>> START Provided passage
Like every brand at this price point, Rekindle has clear strengths and a few buyer-friction points worth understanding before you spend R285 on a small ceramic or R645 on a 3-wick. This piece walks through both, fairly, and then covers one local alternative for buyers comparing options before deciding.
What Rekindle is and what it makes
Rekindle Candle Co. was founded in Cape Town in 2020 by Jos, who started production in her apartment in 2021 and has since moved into a studio at 48 Albert Road, Woodstock, with studio manager Evi. The brand reads as small, hand-managed, and proudly local, female-led across the supply chain.
The product range spans candles, reed diffusers, room and linen sprays, scented hand lotions, and exfoliating hand soaps. Candles come in seven formats: tin travel (R155), small travel (R165), small ceramic (R285), cylinder ceramic (R315), amber glass (R395), large amber glass (R485), medium ceramic (R495), and large 3-wick ceramic (R645). Bundle sets run R995 to R1,290. Reed diffusers are R465.
The signature fragrance line celebrates South African landscapes. Nine scents are currently available: Constantia in Bloom (white florals, sweetpea, oak), Tamboerskloof (rose, lemon, basil), Karoo Garden (jasmine, rooibos, rosemary), Cederberg (cypress, pine, sandalwood), Beta Beach (jasmine, citrus, vanilla), Misty Cliffs (aloe, eucalyptus, sandalwood), Swartland Summer (bergamot, lavender, citrus), Dark as Night (patchouli, clove, cardamom, bergamot), and Bushveld (citronella, lemongrass, also marketed as insect-repellent).
The wax is described by the brand as “ethically sourced mineral wax from Durban, a bi-product that would otherwise become waste”. Wicks are cotton, fragrance is natural essential oils, and packaging is biodegradable.
>> END Provided passage
>> START Data provided
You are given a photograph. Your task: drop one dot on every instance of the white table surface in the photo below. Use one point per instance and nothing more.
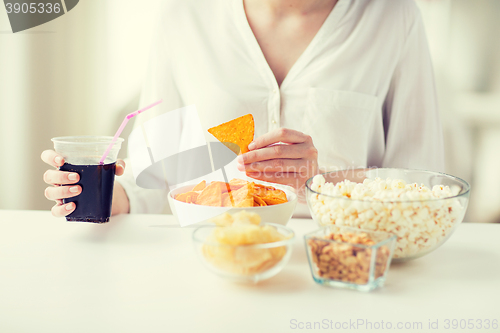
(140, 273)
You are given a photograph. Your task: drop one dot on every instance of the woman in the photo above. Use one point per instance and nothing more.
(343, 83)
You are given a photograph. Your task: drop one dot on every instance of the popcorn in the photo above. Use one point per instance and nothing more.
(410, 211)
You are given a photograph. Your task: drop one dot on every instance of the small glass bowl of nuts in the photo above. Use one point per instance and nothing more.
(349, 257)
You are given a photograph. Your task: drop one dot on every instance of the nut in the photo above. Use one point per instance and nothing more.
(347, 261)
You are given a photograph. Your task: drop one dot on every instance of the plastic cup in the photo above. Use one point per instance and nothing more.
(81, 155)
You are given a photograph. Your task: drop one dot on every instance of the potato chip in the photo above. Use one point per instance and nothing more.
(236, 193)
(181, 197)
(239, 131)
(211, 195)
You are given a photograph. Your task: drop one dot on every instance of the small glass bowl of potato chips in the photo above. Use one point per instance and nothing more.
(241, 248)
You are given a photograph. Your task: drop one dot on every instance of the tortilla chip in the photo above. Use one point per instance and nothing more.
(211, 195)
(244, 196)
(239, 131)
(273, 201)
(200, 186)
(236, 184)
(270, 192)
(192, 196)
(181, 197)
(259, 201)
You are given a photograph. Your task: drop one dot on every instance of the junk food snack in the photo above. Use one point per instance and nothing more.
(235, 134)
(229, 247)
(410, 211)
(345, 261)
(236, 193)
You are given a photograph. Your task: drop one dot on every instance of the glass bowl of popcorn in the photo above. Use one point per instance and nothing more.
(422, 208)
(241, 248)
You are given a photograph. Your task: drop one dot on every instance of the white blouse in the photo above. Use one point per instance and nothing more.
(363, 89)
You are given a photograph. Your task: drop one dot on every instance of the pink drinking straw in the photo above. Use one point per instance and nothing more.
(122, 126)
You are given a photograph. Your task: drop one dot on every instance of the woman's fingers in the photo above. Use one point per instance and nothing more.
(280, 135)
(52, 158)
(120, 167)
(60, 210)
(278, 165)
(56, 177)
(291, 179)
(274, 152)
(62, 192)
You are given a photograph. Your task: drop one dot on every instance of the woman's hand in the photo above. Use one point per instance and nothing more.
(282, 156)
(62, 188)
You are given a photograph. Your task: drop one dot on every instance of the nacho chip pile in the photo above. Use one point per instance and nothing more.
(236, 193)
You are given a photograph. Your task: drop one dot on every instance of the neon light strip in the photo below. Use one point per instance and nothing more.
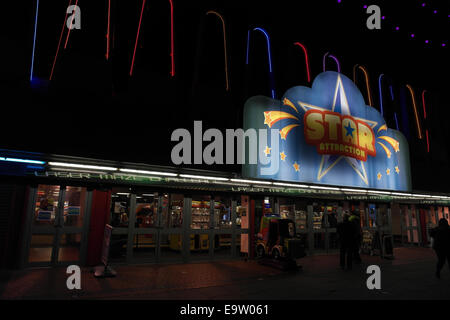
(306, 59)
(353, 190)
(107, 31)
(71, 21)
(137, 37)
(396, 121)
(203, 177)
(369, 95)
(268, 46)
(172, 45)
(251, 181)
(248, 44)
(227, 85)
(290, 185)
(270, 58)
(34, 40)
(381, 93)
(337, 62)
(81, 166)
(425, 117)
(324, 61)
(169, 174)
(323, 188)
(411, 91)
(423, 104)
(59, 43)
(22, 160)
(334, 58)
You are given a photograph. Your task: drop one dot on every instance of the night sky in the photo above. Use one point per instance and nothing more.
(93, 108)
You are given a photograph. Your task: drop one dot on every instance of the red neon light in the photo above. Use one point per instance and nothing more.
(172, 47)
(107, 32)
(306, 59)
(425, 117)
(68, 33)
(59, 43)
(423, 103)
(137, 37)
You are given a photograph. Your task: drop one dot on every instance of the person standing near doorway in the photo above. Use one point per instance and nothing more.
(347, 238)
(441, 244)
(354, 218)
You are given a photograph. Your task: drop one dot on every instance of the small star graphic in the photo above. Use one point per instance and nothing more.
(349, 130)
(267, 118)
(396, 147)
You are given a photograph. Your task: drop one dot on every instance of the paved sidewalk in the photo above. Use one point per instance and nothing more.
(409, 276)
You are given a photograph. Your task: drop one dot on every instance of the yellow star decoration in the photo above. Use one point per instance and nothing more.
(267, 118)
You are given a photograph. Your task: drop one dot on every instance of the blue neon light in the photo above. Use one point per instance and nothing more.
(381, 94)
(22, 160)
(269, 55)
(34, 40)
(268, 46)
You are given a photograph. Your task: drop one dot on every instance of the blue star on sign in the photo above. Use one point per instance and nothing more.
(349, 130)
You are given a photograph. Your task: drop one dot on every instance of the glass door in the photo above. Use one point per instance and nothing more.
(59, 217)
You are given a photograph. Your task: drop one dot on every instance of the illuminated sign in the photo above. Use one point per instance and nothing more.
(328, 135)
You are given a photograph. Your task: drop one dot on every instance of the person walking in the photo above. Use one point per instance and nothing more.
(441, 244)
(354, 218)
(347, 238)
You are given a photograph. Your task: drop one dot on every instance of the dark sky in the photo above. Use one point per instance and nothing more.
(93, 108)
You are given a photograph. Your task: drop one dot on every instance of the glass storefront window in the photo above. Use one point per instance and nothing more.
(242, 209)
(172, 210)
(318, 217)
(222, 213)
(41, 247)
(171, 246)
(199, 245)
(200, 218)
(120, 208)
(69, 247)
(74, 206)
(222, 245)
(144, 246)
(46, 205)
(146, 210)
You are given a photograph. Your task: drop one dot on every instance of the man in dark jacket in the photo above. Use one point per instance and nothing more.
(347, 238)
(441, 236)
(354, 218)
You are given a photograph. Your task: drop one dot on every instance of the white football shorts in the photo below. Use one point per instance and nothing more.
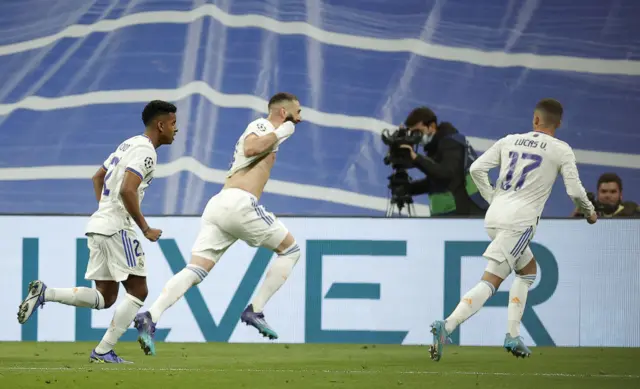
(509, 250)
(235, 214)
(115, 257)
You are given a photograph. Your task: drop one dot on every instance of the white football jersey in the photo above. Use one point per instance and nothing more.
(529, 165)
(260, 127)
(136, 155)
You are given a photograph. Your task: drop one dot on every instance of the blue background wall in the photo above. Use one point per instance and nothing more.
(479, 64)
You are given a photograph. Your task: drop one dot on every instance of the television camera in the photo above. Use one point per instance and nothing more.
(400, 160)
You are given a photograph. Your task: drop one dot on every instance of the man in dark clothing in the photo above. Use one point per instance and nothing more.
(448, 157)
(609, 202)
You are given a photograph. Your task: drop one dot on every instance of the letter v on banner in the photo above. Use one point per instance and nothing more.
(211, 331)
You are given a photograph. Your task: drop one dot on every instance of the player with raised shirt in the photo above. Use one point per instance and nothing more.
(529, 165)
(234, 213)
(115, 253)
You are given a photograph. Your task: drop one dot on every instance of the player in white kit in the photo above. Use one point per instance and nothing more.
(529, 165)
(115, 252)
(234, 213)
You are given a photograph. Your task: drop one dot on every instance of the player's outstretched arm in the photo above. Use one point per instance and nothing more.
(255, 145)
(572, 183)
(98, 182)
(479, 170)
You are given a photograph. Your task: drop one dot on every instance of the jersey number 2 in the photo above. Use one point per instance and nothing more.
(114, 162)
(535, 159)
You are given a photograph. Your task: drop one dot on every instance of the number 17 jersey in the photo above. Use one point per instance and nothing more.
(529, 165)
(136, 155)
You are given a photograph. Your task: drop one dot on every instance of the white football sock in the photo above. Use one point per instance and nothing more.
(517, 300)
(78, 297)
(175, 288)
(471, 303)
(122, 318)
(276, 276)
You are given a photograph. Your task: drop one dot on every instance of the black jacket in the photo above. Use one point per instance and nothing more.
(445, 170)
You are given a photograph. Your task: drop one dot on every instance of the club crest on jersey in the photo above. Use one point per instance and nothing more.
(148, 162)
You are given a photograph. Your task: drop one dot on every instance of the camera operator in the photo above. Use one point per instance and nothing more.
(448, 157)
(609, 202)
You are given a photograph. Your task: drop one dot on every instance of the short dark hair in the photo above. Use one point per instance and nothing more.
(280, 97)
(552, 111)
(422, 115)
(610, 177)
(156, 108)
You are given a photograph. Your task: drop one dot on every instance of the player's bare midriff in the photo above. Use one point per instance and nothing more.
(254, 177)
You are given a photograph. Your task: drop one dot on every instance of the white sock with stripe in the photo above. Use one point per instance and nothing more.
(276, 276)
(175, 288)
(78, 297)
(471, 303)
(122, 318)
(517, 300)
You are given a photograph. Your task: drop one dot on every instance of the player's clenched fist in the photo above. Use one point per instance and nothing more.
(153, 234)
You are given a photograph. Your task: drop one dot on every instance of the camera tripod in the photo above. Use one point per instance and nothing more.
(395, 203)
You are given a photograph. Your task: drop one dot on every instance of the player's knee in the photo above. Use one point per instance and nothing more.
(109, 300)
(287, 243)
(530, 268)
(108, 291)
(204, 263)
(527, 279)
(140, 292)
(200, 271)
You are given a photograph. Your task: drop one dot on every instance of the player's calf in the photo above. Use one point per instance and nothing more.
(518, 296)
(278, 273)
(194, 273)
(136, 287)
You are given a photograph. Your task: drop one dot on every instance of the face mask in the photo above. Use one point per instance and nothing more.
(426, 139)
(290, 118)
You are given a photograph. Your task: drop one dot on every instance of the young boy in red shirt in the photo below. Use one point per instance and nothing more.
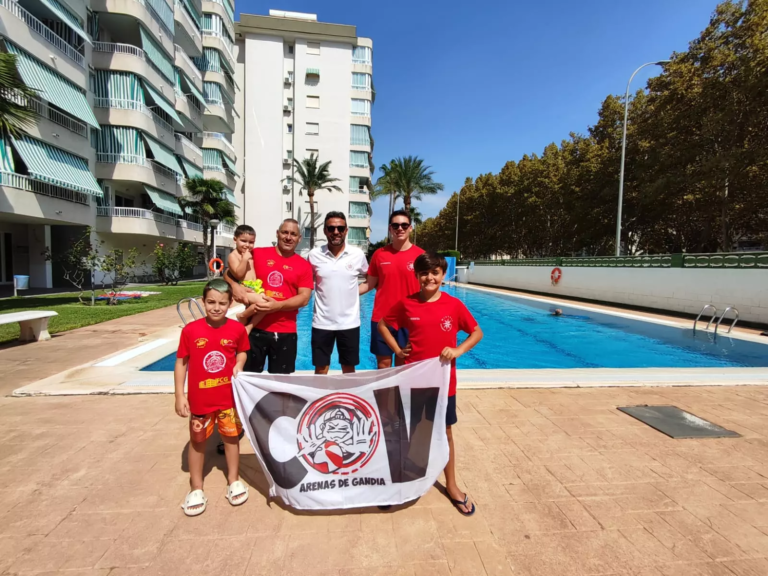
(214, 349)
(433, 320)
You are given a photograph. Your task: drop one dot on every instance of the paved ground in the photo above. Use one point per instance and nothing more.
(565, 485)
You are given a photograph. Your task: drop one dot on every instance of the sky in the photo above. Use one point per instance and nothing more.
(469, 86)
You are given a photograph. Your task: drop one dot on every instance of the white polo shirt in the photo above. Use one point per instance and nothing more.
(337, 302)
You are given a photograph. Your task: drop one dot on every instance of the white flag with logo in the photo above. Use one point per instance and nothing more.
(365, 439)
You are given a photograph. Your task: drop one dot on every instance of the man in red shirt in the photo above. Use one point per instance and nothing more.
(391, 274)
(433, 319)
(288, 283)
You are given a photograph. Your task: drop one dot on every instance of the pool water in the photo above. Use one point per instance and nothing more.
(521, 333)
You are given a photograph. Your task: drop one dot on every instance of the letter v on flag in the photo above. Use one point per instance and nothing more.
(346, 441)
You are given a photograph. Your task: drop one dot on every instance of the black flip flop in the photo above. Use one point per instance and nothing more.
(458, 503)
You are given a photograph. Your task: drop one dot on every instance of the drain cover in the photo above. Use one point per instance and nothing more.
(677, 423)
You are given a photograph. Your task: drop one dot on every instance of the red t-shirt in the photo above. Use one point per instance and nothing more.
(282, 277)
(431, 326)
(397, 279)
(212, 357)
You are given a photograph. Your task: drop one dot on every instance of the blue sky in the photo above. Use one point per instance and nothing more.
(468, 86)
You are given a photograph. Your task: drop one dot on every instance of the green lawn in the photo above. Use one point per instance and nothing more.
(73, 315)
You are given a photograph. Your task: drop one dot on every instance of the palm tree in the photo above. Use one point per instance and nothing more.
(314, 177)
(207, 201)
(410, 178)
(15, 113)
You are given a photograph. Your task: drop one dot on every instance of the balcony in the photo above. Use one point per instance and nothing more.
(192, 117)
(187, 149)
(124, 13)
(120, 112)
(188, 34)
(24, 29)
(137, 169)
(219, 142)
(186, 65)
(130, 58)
>> END Data provided
◆ **What is asked**
**1)** From the Rekindle text, write out the part that opens with the words containing "What Rekindle is" and closes with "diffusers are R465.".
**2)** In the Rekindle text, at what address is the brand's studio located?

◆ **Set of answers**
**1)**
What Rekindle is and what it makes
Rekindle Candle Co. was founded in Cape Town in 2020 by Jos, who started production in her apartment in 2021 and has since moved into a studio at 48 Albert Road, Woodstock, with studio manager Evi. The brand reads as small, hand-managed, and proudly local, female-led across the supply chain.
The product range spans candles, reed diffusers, room and linen sprays, scented hand lotions, and exfoliating hand soaps. Candles come in seven formats: tin travel (R155), small travel (R165), small ceramic (R285), cylinder ceramic (R315), amber glass (R395), large amber glass (R485), medium ceramic (R495), and large 3-wick ceramic (R645). Bundle sets run R995 to R1,290. Reed diffusers are R465.

**2)** 48 Albert Road, Woodstock.